=== Fragmento seleccionado ===

Revista nº 1037
ISSN 1885-6039

La poesía en Verdugo.

Jueves, 28 de Enero de 2016
Joaquín Rivero
Publicado en el número 611

Pero su drama no consiste en que la antigüedad le atraiga; esto es propio de todo espíritu selecto. Lo terrible es que ha vuelto a sentir como suyos los ideales de aquella época y los desee como norma de vida actual. Una cosa es percibir la grandeza de la antigüedad pagana, y otra intentar revivirla en sus propios ideales...

 

 

Como antesala obligatoria al estudio de la poesía de Manuel Verdugo se impone la importancia de su viaje a Italia. Cuando emprende el viaje, solo había publicado su libro Hojas. A su regreso escribe en los periódicos madrileños las poesías que más adelante formarán el núcleo fundamental de Estelas y lo mejor indiscutiblemente de toda su obra. Son impresiones recogidas a su contacto con la milenaria Italia, escritas en momentos en que el tiempo no tenía aún fuerza para debilitarla. El viaje a Italia no supone más que el corolario, la consecuencia necesaria de una actitud que ya la crítica a priori había adivinado. Sobre Verdugo pesa una tragedia dolorosa, inmensa. Y es una influencia que sobre su alma ha ejercido la antigüedad greco-itálica. Ante ella ha experimentado ese deslumbramiento en que tantos han caído y que se origina, según la opinión de Fustel de Coulanges, por un error de perspectiva. Pero su drama no consiste en que la antigüedad le atraiga; esto es propio de todo espíritu selecto. Lo terrible es que ha vuelto a sentir como suyos los ideales de aquella época y los desee como norma de vida actual. Una cosa es percibir la grandeza de la antigüedad pagana, y otra intentar revivirla en sus propios ideales. No va a Roma conducido por el afán del especialista; la arqueología, la mitología por sí misma no le dicen nada. Por eso, desdeñando otros lugares famosos en la Historia, le atrae especialmente Pompeya. Y es porque allí puede contemplar la vida, un momento de la vida romana en esa especie de cliché petrificado en que la dejó la erupción volcánica: «Allí el pasado surge real y palpitante / soberbia se alza Roma del polvo de aquel suelo / ¡Por él cruzó la sombra del águila triunfante!». Para él los dioses siguen habitando todavía el Olimpo; Apolo no ha muerto: «No, los dioses no han muerto todavía / existirán mientras el hombre sienta / con íntimo temblor la poesía», nos dice en el soneto dedicado a Juliano el Apóstata.

===

## Enunciado 1
Responde a partir del artículo sobre Manuel Verdugo:
(a) ¿Qué libro había publicado Verdugo cuando emprendió el viaje a Italia?
(b) Según la opinión de Fustel de Coulanges, ¿de qué se origina el deslumbramiento ante la antigüedad?
(c) ¿A quién está dedicado el soneto que contiene los versos «No, los dioses no han muerto todavía»?
El artículo sobre Manuel Verdugo y el listado proceden de fuentes distintas.

=== Listado de trabajo ===

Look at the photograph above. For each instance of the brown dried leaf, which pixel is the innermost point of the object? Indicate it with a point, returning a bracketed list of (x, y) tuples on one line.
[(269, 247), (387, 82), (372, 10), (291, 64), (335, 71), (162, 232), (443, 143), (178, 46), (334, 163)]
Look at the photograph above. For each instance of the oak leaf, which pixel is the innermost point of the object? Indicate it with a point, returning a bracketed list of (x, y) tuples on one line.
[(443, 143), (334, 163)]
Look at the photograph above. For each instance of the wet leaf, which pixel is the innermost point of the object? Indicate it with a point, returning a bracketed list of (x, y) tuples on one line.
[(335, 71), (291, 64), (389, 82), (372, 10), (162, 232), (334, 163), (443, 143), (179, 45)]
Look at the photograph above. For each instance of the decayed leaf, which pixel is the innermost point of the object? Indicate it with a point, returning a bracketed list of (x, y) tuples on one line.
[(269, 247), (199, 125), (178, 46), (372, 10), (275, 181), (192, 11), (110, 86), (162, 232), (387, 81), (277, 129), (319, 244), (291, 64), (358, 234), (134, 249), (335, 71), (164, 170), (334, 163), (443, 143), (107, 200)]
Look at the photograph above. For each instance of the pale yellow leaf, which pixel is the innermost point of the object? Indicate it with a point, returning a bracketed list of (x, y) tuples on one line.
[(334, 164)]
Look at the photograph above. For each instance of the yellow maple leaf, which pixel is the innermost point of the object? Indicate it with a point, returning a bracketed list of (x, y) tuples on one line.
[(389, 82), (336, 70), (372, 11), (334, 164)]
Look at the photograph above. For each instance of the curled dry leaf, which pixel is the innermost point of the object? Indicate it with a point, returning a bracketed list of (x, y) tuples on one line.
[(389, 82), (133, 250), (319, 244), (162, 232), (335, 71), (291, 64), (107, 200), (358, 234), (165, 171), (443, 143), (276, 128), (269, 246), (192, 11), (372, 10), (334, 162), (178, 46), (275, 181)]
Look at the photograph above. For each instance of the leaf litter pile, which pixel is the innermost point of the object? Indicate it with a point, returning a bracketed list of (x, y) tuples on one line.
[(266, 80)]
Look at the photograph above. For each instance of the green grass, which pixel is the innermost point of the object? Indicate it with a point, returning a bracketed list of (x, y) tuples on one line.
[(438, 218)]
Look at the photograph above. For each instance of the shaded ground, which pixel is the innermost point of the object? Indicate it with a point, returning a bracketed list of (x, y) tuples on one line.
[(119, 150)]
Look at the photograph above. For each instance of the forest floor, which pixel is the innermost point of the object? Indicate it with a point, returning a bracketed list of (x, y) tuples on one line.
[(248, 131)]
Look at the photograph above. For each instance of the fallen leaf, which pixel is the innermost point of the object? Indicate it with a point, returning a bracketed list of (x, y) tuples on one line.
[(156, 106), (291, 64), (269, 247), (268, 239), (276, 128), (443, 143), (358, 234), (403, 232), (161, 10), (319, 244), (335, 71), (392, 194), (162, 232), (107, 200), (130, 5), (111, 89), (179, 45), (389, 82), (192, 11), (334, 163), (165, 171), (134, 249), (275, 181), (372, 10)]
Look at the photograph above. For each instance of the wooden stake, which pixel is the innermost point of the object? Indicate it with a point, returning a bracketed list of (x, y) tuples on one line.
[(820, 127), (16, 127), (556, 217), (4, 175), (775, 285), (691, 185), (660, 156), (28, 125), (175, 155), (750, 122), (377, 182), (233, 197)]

===

## Enunciado 2
Por favor, copia del listado solo el tramo que va desde "Look at the photograph above. For each instance of the yellow" hasta "[(389, 82), (336, 70), (372, 11), (334, 164)]", ambos incluidos, cambiando "yellow maple leaf" por "red maple leaf" y dejando todo lo demás igual.

## Respuesta correcta 1
(a) Hojas.
(b) De un error de perspectiva.
(c) A Juliano el Apóstata.

## Respuesta correcta 2
Look at the photograph above. For each instance of the red maple leaf, which pixel is the innermost point of the object? Indicate it with a point, returning a bracketed list of (x, y) tuples on one line.
[(389, 82), (336, 70), (372, 11), (334, 164)]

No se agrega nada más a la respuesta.